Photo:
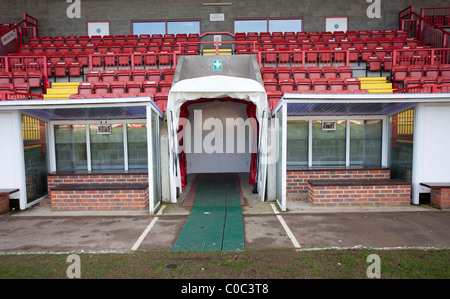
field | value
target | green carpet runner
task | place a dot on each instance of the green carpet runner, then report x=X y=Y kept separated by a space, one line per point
x=215 y=222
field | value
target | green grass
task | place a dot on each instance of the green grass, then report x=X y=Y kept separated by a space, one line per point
x=250 y=264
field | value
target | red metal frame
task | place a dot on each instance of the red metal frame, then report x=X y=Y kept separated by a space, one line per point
x=439 y=16
x=305 y=53
x=16 y=96
x=425 y=31
x=20 y=34
x=426 y=88
x=421 y=56
x=6 y=64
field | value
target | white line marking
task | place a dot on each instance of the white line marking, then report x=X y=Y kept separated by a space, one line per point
x=147 y=230
x=286 y=227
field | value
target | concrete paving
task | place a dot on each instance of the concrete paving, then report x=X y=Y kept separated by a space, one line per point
x=40 y=229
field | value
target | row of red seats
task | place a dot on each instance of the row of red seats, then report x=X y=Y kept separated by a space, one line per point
x=324 y=55
x=120 y=87
x=274 y=96
x=426 y=74
x=160 y=98
x=31 y=78
x=18 y=87
x=58 y=64
x=316 y=84
x=396 y=42
x=108 y=39
x=311 y=72
x=411 y=82
x=363 y=34
x=140 y=75
x=102 y=48
x=401 y=72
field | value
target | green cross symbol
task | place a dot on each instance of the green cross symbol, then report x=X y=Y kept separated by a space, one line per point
x=217 y=65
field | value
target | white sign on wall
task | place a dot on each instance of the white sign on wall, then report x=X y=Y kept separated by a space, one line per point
x=216 y=17
x=336 y=24
x=98 y=28
x=8 y=37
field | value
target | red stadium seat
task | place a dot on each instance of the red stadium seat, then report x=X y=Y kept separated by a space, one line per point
x=60 y=69
x=154 y=75
x=139 y=75
x=444 y=70
x=34 y=78
x=268 y=72
x=165 y=86
x=5 y=77
x=303 y=84
x=101 y=88
x=6 y=87
x=319 y=84
x=352 y=84
x=345 y=72
x=93 y=76
x=415 y=71
x=134 y=87
x=314 y=72
x=286 y=85
x=85 y=88
x=329 y=72
x=123 y=75
x=336 y=84
x=108 y=75
x=399 y=72
x=22 y=87
x=411 y=82
x=298 y=72
x=150 y=87
x=118 y=87
x=431 y=71
x=270 y=84
x=168 y=74
x=74 y=69
x=283 y=72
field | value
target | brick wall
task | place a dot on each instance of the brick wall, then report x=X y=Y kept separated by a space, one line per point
x=297 y=180
x=360 y=195
x=4 y=203
x=440 y=198
x=52 y=18
x=54 y=180
x=104 y=200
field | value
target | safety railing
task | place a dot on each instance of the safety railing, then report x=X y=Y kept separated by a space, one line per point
x=27 y=63
x=423 y=29
x=17 y=35
x=425 y=88
x=132 y=60
x=421 y=56
x=305 y=58
x=19 y=96
x=440 y=16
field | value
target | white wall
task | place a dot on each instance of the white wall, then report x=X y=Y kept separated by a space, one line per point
x=432 y=145
x=11 y=155
x=204 y=162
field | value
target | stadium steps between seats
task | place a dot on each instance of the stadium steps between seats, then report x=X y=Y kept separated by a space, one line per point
x=208 y=52
x=376 y=84
x=61 y=90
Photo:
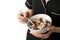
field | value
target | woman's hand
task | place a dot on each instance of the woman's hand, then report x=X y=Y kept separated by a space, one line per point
x=44 y=36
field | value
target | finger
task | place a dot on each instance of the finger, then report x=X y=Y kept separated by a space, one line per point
x=22 y=21
x=25 y=14
x=20 y=15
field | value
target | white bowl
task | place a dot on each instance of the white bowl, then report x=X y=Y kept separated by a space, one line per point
x=45 y=17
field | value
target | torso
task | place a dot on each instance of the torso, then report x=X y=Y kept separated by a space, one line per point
x=53 y=9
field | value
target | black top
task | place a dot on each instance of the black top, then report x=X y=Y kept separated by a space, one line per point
x=52 y=9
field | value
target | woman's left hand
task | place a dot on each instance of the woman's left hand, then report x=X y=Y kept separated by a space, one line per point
x=44 y=36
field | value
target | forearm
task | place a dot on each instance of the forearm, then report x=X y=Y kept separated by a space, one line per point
x=30 y=12
x=57 y=29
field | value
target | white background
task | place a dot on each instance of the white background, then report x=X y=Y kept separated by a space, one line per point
x=10 y=27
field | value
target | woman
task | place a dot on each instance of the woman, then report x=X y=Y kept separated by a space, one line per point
x=49 y=7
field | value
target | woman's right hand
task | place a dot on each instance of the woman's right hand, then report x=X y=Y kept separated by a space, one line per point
x=23 y=17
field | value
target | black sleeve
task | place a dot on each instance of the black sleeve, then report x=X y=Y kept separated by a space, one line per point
x=28 y=4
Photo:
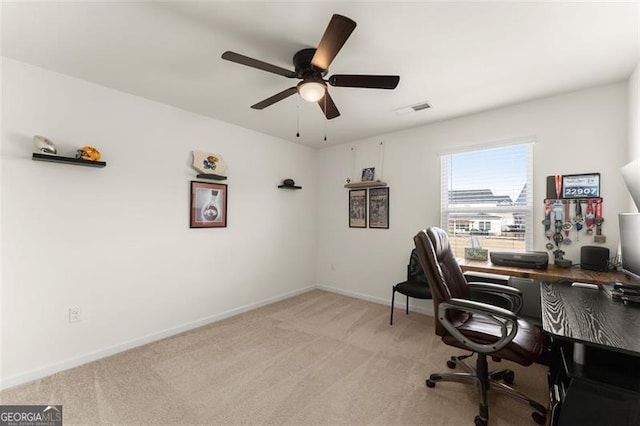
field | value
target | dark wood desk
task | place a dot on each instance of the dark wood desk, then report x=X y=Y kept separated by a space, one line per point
x=603 y=387
x=552 y=273
x=590 y=317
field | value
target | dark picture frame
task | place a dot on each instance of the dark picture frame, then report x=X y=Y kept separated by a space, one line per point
x=368 y=174
x=379 y=208
x=358 y=208
x=208 y=206
x=586 y=185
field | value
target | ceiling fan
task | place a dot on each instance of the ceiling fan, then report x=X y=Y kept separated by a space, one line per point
x=311 y=65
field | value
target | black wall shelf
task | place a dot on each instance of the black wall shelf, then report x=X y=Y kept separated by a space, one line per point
x=211 y=176
x=67 y=160
x=365 y=184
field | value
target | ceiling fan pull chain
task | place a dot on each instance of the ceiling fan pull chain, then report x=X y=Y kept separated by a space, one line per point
x=325 y=121
x=381 y=158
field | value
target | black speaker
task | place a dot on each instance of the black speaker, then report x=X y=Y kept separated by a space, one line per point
x=594 y=258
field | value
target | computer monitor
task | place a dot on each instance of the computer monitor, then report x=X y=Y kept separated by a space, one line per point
x=630 y=243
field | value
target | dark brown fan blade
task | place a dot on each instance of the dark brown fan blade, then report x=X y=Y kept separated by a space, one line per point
x=331 y=111
x=275 y=98
x=365 y=81
x=337 y=32
x=254 y=63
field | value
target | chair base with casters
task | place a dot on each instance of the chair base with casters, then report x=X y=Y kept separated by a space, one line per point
x=498 y=380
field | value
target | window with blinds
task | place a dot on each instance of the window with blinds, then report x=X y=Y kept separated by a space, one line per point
x=487 y=195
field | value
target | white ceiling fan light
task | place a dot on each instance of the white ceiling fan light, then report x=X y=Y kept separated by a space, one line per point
x=312 y=89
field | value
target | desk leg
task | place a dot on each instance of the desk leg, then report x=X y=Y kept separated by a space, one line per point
x=578 y=353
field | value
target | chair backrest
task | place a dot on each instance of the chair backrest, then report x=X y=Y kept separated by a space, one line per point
x=414 y=269
x=444 y=275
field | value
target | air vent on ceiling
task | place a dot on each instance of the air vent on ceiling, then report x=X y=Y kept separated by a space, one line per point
x=412 y=108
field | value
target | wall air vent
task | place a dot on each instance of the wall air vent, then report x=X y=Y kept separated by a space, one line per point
x=412 y=108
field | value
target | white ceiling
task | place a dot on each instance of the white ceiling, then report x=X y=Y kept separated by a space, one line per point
x=460 y=57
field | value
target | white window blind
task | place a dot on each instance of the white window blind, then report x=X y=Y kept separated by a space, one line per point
x=487 y=197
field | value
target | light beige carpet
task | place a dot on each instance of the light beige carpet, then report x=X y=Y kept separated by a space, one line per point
x=317 y=358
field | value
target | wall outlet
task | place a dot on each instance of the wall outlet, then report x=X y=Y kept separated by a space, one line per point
x=75 y=315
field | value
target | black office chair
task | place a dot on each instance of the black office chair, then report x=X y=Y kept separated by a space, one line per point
x=415 y=286
x=484 y=329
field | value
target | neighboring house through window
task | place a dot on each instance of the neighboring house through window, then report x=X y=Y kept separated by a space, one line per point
x=487 y=196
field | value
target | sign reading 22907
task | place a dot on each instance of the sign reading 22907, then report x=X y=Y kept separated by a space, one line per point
x=581 y=186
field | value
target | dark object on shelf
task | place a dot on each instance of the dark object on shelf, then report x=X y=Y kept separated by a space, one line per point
x=415 y=286
x=563 y=263
x=289 y=184
x=484 y=329
x=44 y=145
x=529 y=259
x=67 y=160
x=211 y=176
x=365 y=184
x=88 y=153
x=594 y=258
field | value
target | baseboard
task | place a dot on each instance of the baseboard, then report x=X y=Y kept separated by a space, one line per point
x=427 y=310
x=39 y=373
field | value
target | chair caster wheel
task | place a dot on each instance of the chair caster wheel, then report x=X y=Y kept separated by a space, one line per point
x=539 y=418
x=509 y=378
x=479 y=421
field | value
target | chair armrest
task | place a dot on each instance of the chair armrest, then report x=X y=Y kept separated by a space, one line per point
x=503 y=318
x=511 y=294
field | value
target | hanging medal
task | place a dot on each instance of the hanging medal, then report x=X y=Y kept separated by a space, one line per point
x=558 y=181
x=547 y=223
x=578 y=220
x=557 y=216
x=567 y=225
x=598 y=220
x=589 y=216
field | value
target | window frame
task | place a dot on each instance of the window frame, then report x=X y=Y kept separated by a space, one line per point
x=523 y=213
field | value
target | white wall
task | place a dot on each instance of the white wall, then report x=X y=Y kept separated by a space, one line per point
x=634 y=122
x=579 y=132
x=116 y=241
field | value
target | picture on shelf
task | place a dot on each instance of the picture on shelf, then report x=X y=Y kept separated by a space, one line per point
x=368 y=174
x=379 y=208
x=358 y=208
x=208 y=205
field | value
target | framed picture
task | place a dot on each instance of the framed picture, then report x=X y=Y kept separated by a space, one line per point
x=368 y=174
x=379 y=208
x=581 y=186
x=208 y=205
x=358 y=208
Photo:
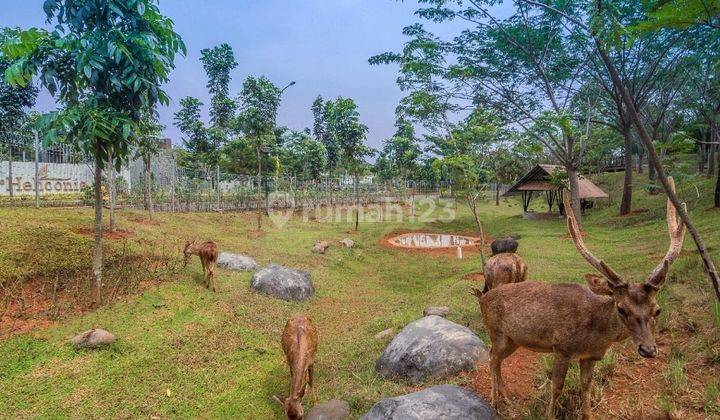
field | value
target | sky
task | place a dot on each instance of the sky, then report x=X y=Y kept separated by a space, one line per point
x=323 y=45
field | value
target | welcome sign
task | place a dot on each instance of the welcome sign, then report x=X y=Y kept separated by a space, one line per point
x=55 y=178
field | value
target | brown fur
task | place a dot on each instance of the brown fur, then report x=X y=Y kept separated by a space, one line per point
x=572 y=321
x=299 y=342
x=208 y=253
x=503 y=269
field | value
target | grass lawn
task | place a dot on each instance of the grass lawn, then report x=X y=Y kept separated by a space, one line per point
x=186 y=352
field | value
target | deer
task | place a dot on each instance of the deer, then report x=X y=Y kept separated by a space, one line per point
x=576 y=322
x=299 y=343
x=208 y=253
x=503 y=269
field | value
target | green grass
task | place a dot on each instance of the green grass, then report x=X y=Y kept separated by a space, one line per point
x=186 y=352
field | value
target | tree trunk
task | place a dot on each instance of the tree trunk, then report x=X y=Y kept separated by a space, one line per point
x=97 y=230
x=10 y=180
x=260 y=200
x=654 y=160
x=113 y=192
x=357 y=202
x=626 y=204
x=574 y=182
x=148 y=185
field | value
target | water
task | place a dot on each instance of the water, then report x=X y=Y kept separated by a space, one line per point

● ● ● ●

_EXERCISE_. Of the entries above, repeat exactly the lines between the line with "the black office" and the line with "target | picture on shelf", inclusive, and no others.

_RESPONSE TO THIS EXERCISE_.
task | place a dot on each instance of the black office chair, then report x=X y=Y kept separated by a space, one line per point
x=415 y=286
x=484 y=329
field | value
target | neighboring house through window
task | place a dot on each instance of the neighboring house through window, then report x=X y=Y kept separated by a space, one line per point
x=487 y=196
field | value
target | sign reading 22907
task | place a dot on each instance of the sign reading 22907, then report x=X y=Y kept separated by a space, one line per point
x=581 y=186
field | value
target | dark object on shelf
task | place a dot on each instance of the dark object on shelf, then report x=X y=Y kept separated by a space, one line per point
x=415 y=286
x=563 y=263
x=289 y=184
x=484 y=329
x=44 y=145
x=529 y=259
x=67 y=160
x=211 y=176
x=365 y=184
x=88 y=153
x=594 y=258
field | value
target | baseboard
task | place a dot on each instance of the baseboard, then report x=X y=Y kept separated by a space, one line per point
x=427 y=310
x=39 y=373
field | value
target | chair caster wheel
task | place a dot on each instance of the chair caster wheel, then report x=X y=Y kept separated by a space, one line per point
x=539 y=418
x=509 y=378
x=479 y=421
field | value
target | chair armrest
task | place a dot on each instance of the chair armrest, then report x=X y=Y kept separated by a space, one line per point
x=503 y=318
x=511 y=294
field | value
target | hanging medal
task | place a dot on each instance of the hanging medal, then report x=X y=Y kept separated by a space, one line per point
x=558 y=181
x=547 y=223
x=578 y=220
x=557 y=216
x=567 y=225
x=598 y=220
x=589 y=216
field | value
target | window frame
task | place a dot on each instance of the window frame, then report x=X y=Y kept separated by a space, one line per point
x=523 y=213
field | value
target | white wall
task | place a dot on each instance of the white wall, then report x=X y=Y kept separated by a space, one line per point
x=634 y=122
x=579 y=132
x=116 y=241
field | value
target | picture on shelf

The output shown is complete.